Artykuły

Hanuszkiewicz nadal rozśmiesza

TEATR NARODOWY już od kilku sezonów pełni ważną i pożyteczną funkcję rozśmieszania widowni, przy pomocy m. in. Słowackiego, Czechowa, Mickiewicza i Szekspira.

Tym razem Adam Hanuszkiewicz posłużył się w tym celu Fredrą, przyrządzając według własnej recepty "Męża i żonę". Zdawałoby się, że obecny wybór tekstu był trafniejszy, bo jeśli już rozśmieszać, to komedią, a jeśli już komedia, to Fredro. Są jednak różne zabawy i różne rozśmieszania - od "smakowania" po "ubaw". Hanuszkiewicz nie ufa komediowej nośności i sile komizmu Fredry, więc wymyśla dla jego tekstu różne szczudła, podpórki, przystawki i huśtawki - żeby było jak najśmieszniej.

Zresztą nie wszystkie wymyśla sam. Przedstawienie "Męża i żony" rozpoczyna słynną sceną pisania listu ze "Ślubów panieńskich", stawiając znak równania między Guciem (chyba lepiej używać tego zdrobnienia, bo Gustaw to z "Dziadów") i Anielą a postaciami z "Męża i żony", Wacławem i Elwirą. Program teatralny ujawnia inspirację czy też autora tego pomysłu, cytując jedno zdanie z "Obrachunków Fredrowskich" Tadeusza Boya-Żeleńskiego: "Albo się grubo mylę albo to jest epilog "Ślubów panieńskich" " i wart byłby napisania, gdyby... go Fredro nie był napisał sam". W następnym, nie cytowanym już zdaniu, Boy wyjaśnia: "To - "Mąż i żona". Wacław, to postarzały o dziesięć lat Gustaw; Elwira - to Aniela, "kobieta trzydziestoletnia". Ale warto zacytować jeszcze jedno zdanie, rozpoczynające ten felieton Boya pt. "Szczęście Anieli": "Pewnego dnia, mając pisać jeszcze raz recenzję ze "Ślubów panieńskich", znudzony z góry tym, co mógłbym powiedzieć rozsądnego o tej uroczej, ale zbyt znanej komedii, popuściłem wodze fantazji". I dalej "fantazjuje" na temat losów Gucia i Anieli w najbliższych dziecięciu latach po ich ślubie.

§ WYKAZ DANYCH
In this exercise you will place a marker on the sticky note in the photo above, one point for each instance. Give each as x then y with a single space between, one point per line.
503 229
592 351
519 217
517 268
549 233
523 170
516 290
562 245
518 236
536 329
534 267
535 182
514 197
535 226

§ POLECENIA
• 1. Proszę odpowiedzieć na poniższe pytania dotyczące recenzji:
(a) Przy pomocy których autorów, wymienionych na początku recenzji, Teatr Narodowy rozśmieszał widownię?
(b) Jaką sceną rozpoczyna się przedstawienie „Męża i żony”?
(c) Jaki tytuł nosi felieton Boya, z którego pochodzi ostatnie przytoczone zdanie?
• 2. Proszę skopiować z recenzji fragment od słów „TEATR NARODOWY już” aż do słów „Mickiewicza i Szekspira.”.

§ ROZWIĄZANIA ZADAŃ
• 1.
(a) Słowackiego, Czechowa, Mickiewicza i Szekspira.
(b) Sceną pisania listu ze „Ślubów panieńskich”.
(c) „Szczęście Anieli”.

• 2.
TEATR NARODOWY już od kilku sezonów pełni ważną i pożyteczną funkcję rozśmieszania widowni, przy pomocy m. in. Słowackiego, Czechowa, Mickiewicza i Szekspira.